What needs to be done :: Recast the stretch from the line containing "Give the segmentation of every instance of the gray" through the line containing "List every instance of the gray wall here." as a JSON list of strings, one string per line, with blank lines left out.

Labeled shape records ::
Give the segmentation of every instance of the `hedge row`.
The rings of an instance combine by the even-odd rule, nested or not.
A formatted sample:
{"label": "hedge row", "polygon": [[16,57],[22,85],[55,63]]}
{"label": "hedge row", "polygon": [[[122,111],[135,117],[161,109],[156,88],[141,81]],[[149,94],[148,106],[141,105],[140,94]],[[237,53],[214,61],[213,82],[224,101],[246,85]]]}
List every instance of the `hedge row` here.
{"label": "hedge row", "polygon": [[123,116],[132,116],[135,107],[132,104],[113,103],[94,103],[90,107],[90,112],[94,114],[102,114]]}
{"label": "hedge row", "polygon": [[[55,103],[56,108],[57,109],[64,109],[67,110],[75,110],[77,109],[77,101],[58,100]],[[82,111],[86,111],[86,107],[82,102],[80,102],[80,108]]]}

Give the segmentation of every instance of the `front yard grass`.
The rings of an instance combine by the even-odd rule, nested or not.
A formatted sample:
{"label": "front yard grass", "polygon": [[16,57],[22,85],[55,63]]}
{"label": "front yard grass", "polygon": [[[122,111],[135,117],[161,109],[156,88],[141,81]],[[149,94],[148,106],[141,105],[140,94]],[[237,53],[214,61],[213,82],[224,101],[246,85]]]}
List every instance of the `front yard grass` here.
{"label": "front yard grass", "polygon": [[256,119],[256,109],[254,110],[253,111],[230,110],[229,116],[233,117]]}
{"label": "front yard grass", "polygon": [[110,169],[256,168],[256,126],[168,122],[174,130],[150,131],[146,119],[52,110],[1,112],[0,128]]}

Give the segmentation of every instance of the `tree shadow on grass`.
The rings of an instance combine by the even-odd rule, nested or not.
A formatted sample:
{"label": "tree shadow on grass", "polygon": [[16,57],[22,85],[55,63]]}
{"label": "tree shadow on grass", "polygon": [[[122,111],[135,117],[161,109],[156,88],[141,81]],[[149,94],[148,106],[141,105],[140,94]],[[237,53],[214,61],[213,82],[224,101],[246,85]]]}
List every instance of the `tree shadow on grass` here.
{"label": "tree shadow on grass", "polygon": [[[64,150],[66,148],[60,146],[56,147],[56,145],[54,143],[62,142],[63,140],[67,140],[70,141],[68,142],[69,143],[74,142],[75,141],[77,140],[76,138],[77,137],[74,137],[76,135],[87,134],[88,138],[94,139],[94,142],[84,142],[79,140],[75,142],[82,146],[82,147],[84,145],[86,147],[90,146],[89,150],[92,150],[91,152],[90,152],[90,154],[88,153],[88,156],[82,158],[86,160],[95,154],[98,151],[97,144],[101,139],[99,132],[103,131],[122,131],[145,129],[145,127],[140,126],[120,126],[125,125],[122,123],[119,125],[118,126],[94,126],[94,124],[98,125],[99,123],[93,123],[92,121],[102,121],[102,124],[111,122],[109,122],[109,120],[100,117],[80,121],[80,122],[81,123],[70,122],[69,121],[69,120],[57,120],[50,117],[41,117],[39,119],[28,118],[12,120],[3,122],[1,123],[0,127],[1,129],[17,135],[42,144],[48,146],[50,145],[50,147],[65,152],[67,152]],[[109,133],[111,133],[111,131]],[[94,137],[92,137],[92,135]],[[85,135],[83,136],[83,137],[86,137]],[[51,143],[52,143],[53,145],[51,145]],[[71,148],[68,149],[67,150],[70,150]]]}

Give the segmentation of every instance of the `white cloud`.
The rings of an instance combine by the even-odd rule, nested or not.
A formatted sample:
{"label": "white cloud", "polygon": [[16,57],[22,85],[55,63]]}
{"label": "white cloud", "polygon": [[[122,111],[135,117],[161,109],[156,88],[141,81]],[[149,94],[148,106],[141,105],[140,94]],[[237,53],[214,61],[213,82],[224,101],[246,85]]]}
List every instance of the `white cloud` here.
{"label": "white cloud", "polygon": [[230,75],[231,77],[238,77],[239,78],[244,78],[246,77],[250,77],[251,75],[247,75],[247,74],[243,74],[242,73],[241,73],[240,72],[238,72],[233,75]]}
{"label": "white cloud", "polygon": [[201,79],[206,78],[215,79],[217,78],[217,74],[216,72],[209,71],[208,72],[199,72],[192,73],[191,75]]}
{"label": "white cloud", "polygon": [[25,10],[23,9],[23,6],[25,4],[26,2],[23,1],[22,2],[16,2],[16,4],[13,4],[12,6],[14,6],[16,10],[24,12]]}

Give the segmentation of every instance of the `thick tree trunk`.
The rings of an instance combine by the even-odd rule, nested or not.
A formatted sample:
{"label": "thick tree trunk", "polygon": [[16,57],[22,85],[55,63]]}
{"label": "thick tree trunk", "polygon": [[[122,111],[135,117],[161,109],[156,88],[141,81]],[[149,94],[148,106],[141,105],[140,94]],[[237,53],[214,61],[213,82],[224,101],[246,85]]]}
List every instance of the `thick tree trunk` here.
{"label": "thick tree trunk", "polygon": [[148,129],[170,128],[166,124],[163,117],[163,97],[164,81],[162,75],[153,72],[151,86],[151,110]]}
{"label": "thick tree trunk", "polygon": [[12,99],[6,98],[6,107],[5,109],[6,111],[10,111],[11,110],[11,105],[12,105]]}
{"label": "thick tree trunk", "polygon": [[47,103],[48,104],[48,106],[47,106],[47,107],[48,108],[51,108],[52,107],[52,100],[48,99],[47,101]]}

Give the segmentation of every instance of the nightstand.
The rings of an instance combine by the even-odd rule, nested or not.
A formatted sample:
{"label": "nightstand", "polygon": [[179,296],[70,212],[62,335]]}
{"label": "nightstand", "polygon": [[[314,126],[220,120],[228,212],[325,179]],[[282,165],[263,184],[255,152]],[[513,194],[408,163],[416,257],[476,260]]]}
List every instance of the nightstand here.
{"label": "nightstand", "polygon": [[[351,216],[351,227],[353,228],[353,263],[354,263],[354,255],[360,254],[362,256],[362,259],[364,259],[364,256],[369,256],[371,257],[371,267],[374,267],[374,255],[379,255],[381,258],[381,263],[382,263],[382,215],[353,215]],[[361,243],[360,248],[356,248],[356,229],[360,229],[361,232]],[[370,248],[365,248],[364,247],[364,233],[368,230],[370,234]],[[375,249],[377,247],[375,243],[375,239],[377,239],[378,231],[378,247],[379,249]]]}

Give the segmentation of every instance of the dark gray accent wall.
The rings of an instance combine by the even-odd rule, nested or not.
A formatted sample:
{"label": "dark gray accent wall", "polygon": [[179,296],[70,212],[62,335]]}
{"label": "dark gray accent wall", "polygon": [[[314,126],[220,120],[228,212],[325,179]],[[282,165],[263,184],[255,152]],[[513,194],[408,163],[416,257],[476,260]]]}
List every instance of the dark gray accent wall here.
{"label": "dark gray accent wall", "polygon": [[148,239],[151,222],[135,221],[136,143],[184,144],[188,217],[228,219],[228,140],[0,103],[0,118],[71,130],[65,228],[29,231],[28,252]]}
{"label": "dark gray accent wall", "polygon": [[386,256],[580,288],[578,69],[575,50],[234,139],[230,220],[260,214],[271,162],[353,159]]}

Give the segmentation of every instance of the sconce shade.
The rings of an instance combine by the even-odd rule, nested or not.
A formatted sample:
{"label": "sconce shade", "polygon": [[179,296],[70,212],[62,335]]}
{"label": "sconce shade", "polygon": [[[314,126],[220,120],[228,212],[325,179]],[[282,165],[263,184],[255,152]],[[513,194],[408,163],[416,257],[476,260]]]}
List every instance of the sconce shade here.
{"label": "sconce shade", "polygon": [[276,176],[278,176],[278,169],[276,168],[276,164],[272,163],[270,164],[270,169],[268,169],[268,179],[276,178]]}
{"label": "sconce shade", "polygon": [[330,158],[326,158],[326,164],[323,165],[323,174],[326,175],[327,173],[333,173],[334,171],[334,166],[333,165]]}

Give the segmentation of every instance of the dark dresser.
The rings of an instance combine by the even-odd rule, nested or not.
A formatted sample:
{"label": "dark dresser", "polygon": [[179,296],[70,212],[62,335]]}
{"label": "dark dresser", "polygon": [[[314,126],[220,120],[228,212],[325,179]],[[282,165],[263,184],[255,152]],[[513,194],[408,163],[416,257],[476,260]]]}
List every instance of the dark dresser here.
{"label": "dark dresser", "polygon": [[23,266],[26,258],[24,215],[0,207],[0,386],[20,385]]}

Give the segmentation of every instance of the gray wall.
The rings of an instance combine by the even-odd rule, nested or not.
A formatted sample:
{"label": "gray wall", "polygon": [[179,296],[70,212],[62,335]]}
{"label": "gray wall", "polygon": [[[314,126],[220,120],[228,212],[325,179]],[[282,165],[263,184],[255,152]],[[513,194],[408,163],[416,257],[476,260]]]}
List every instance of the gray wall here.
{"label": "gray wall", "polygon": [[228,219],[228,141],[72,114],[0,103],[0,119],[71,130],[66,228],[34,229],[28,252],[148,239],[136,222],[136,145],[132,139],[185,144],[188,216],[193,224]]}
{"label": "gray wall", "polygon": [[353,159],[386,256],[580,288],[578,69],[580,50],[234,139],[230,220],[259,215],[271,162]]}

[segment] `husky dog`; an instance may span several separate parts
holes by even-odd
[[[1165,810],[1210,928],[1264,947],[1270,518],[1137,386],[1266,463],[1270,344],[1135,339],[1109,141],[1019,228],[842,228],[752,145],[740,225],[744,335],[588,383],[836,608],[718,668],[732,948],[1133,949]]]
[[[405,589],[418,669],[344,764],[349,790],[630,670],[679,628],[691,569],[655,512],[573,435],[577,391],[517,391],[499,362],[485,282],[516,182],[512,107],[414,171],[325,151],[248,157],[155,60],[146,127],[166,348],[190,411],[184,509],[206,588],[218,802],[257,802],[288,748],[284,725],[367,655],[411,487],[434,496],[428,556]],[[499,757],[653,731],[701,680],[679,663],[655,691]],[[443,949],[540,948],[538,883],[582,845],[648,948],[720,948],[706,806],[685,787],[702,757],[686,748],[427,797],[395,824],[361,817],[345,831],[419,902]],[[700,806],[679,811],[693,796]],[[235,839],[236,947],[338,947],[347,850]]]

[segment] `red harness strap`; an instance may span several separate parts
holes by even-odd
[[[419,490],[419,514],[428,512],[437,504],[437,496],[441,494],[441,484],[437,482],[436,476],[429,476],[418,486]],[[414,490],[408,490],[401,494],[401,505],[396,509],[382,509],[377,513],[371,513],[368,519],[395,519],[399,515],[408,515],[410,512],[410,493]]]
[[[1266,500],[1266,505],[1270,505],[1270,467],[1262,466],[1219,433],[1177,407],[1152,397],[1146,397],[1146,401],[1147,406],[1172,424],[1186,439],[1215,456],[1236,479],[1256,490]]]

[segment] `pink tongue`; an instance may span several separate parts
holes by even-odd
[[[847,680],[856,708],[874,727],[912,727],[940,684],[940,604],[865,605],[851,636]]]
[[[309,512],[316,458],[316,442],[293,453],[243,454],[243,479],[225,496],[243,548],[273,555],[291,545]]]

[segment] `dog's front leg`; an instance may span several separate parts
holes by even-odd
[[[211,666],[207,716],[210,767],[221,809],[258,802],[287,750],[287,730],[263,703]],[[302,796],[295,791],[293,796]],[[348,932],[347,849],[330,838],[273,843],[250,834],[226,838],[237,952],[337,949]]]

Answer to this problem ::
[
  "Give the segmentation of every instance of the gray wall.",
  "The rings of an instance combine by the even-odd rule, nested or not.",
  "A formatted sample:",
  "{\"label\": \"gray wall\", \"polygon\": [[179,296],[70,212],[62,335]]}",
  "{\"label\": \"gray wall\", \"polygon\": [[[314,126],[220,120],[228,212],[325,179]],[[282,165],[263,184],[255,152]],[[513,194],[408,163],[416,257],[476,260]]]}",
  "List every instance of the gray wall here."
]